Passage shown:
========================================================================
Heilbronn Annual Conference 202307 Mar 2023, by Events in
7 – 8 September 2023
School of Mathematics, Fry Building, Woodland Road, Bristol BS8 1UG
Venue: Wolfson Lecture Theatre, Fry Building, School of Mathematics, Woodland Road, Bristol BS8 1UG
The Heilbronn Annual Conference is the institute’s flagship event. It takes place over two days and it covers a broad range of mathematics, including algebra, combinatorics, data science, geometry, number theory, probability, quantum information. It brings together members of the Institute, distinguished visiting speakers, and other members of the UK mathematical community. This year we welcome eight distinguished speakers, to deliver lectures intended to be accessible to a general audience of mathematicians.
Petter Brändén (KTH Royal Institute of Technology, Sweden): Lorentzian Polynomials and Negative Dependence
Negative dependence models repelling particles in statistical physics, and repelling random variables in probability theory. Negative dependence had for a long time resisted attempts of building a working theory around it. However in recent years two different successful approaches to prove negative dependence inequalities have been developed. One using Hodge theory and the other using the geometry of zeros of multivariate polynomials. The theory of Lorentzian polynomials merges these two approaches. In this talk we will introduce Lorentzian polynomials and give applications to matroid theory and the random cluster model.
Alessio Corti (Imperial, UK): The Classification of Fano Varieties and Mirror Symmetry
I will introduce the problem of classification of Fano varieties, which is one of the basic questions in algebraic geometry. I will explain a recent point of view coming from mirror symmetry that translates the problem into combinatorics of lattice polytopes. I will summarise progress, including the development of computing infrastructure to work for example with the Kreuzer-Skarke database of nearly half billion 4-dimensional reflexive lattice polytopes, and describe some of the challenges going forward. (Work with several collaborators including Coates, Kasprzyk and others.)
Ivan Corwin (Columbia, USA): Extreme Diffusion
In a wide range of physical systems large numbers of particles diffuse together in a common environment. In this talk we will consider how the nature of the hidden environment impacts the motion of these diffusing particles and how the motion can in turn be used to interrogate the environment. In particular we will see that the impact is most pronounced in the behaviour of extreme particles that move the furthest and fastest. Surprisingly, the mathematics behind this theory will bring us into the realm of integrable probability and quantum integrable systems, most notably relying on a non-commutative binomial theorem.
Minhyong Kim (ICMS, UK): Diophantine Equations in Two Variables and the Arithmetic Shapes of Solutions
The equation y^3 = x^6 + 23x^5 + 37x^4 + 691x^3 − 631204x^2 + 5169373941 has the solution (1, 1729). Are there any other solutions in rational numbers? The study of integral or rational solutions to polynomial equations, sometimes known as the theory of Diophantine equations, is among the oldest pursuits in mathematics. This lecture will give an idiosyncratic survey of the remarkable advances made in the 20th and 21st century for the special case of equations of two variables. The emphasis will be on the techniques of arithmetic topology, where we combine the study of numbers with the study of shapes, often in intricate and surprising ways.
========================================================================
Supplied records:
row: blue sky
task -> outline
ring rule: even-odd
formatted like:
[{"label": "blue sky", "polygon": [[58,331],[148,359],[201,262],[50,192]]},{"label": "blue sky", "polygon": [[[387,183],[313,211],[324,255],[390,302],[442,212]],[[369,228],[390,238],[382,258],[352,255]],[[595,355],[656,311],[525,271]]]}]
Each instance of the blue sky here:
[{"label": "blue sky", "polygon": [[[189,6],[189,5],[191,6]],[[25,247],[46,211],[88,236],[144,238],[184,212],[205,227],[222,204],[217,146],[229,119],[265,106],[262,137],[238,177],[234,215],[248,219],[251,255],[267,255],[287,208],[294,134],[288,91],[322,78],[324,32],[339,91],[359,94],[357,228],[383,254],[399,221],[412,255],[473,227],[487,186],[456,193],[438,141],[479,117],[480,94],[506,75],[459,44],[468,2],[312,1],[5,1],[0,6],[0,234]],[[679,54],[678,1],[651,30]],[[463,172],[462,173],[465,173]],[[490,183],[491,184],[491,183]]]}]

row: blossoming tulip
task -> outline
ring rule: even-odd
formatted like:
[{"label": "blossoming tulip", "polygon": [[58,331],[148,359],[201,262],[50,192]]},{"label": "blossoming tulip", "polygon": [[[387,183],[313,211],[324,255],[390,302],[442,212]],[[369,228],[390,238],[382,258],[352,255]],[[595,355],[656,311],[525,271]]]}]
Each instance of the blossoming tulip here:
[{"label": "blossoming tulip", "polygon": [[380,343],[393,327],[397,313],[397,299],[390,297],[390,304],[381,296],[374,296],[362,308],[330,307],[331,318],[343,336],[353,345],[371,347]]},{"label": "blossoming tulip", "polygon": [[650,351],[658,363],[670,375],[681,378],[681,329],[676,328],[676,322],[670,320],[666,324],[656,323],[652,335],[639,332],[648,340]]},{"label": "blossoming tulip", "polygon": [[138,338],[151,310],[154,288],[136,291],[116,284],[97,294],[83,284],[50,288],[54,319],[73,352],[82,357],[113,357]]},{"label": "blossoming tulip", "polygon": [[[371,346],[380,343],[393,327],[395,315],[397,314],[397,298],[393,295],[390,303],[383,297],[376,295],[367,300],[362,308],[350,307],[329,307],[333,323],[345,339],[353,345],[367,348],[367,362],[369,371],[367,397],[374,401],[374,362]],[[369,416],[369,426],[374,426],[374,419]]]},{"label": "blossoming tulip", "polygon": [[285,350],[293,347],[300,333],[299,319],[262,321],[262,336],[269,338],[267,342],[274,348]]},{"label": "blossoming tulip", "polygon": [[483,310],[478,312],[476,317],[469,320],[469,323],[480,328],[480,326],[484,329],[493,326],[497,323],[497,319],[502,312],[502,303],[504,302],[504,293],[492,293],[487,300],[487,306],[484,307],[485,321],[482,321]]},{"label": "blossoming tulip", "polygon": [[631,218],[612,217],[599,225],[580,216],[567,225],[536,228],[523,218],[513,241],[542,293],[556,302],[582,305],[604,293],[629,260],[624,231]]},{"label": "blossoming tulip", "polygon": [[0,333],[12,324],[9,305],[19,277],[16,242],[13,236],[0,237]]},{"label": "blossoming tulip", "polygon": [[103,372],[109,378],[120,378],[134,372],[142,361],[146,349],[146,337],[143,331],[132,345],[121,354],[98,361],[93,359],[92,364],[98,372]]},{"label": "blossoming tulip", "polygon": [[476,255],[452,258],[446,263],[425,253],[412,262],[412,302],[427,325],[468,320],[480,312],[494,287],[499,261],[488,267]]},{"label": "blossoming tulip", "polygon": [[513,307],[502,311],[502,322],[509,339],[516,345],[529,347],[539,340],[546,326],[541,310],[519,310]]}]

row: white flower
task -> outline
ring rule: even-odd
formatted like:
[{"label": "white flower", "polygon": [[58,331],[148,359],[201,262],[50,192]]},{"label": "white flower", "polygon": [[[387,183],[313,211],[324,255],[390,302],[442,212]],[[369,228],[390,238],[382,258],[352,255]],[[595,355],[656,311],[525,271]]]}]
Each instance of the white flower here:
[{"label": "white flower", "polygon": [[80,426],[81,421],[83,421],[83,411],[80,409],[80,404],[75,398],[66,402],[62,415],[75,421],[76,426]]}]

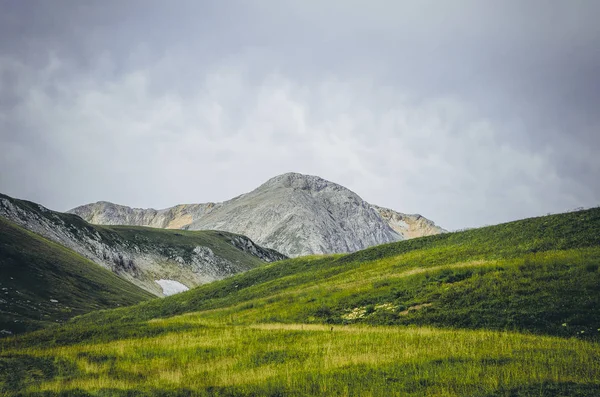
========================================================================
Set of tasks:
(1) Answer these about the Heilbronn conference page:
(a) In which lecture theatre is the conference held?
(b) According to Alessio Corti's abstract, what does the Kreuzer-Skarke database contain?
(c) What solution to the equation does Minhyong Kim's abstract give?
(2) Please carry on the Heilbronn conference page from the point where it stops.

Answers to each task:
(1)
(a) The Wolfson Lecture Theatre, Fry Building.
(b) Nearly half a billion 4-dimensional reflexive lattice polytopes.
(c) (1, 1729).

(2)
James Newton (Oxford, UK): Some Examples of Equidistribution in Number Theory
Number theorists are often interested in the distribution of families of arithmetic objects. The most important example is the set of prime numbers, and some of the first information obtained about their distribution was Dirichlet’s theorem on primes in arithmetic progressions. In essence, this says that prime numbers are evenly distributed over the congruence classes (coprime to N) modulo a fixed integer N. I’ll discuss a related question, on which there has been recent progress: the Sato-Tate conjecture on the distribution of the number of points on reductions of elliptic curves modulo primes.
Françoise Tisseur (Manchester, UK): Exploiting Tropical Algebra in Numerical Linear Algebra
The tropical semiring consists of the real numbers and infinity along with two binary operations: addition defined by the max or min operation and multiplication. Tropical algebra is the tropical analogue of linear algebra, working with matrices with entries on the extended real line. There are analogues of eigenvalues and singular values of matrices, and matrix factorizations in the tropical setting, and when combined with a valuation map these analogues offer `order of magnitude’ approximations to eigenvalues and singular values, and factorizations of matrices in the usual algebra. What makes tropical algebra a useful tool for numerical linear algebra is that these tropical analogues are usually cheaper to compute than those in the conventional algebra. They can then be used in the design of preprocessing steps to improve the numerical behaviour of algorithms. In this talk I will review the contributions of tropical algebra to numerical linear algebra and will present recent results obtained with Akian, Gaubert, and Marchesini on tropical scaling of matrix polynomials.
Karen Vogtmann (Warwick, UK): Moduli Spaces of Finite Metric Graphs
Finite graphs are used to model many phenomena in mathematics and science. When equipped with a metric one can often deform the metric and sweep out a moduli space that parameterizes all graphs of interest in a particular model. I will give some examples and discuss what is known about the topology and geometry of these moduli spaces, including recent advances.
Tamar Ziegler (Hebrew University, Israel): Sign Patterns of the Mobius Function
The Mobius function is one of the most important arithmetic functions. There is a vague yet well known principle regarding its randomness properties called the “Mobius randomness law”. It basically states that the Mobius function should be orthogonal to any “structured” sequence. P. Sarnak suggested a far reaching conjecture as a possible formalization of this principle. He conjectured that “structured sequences” should correspond to sequences arising from deterministic dynamical systems. Sarnak’s conjecture follows from Chowla’s conjecture – which is the mobius version of the prime tuple conjecture. I will describe progress in recent years towards these conjectures, building on major advances dynamics, additive combinatorics, and analytic number theory.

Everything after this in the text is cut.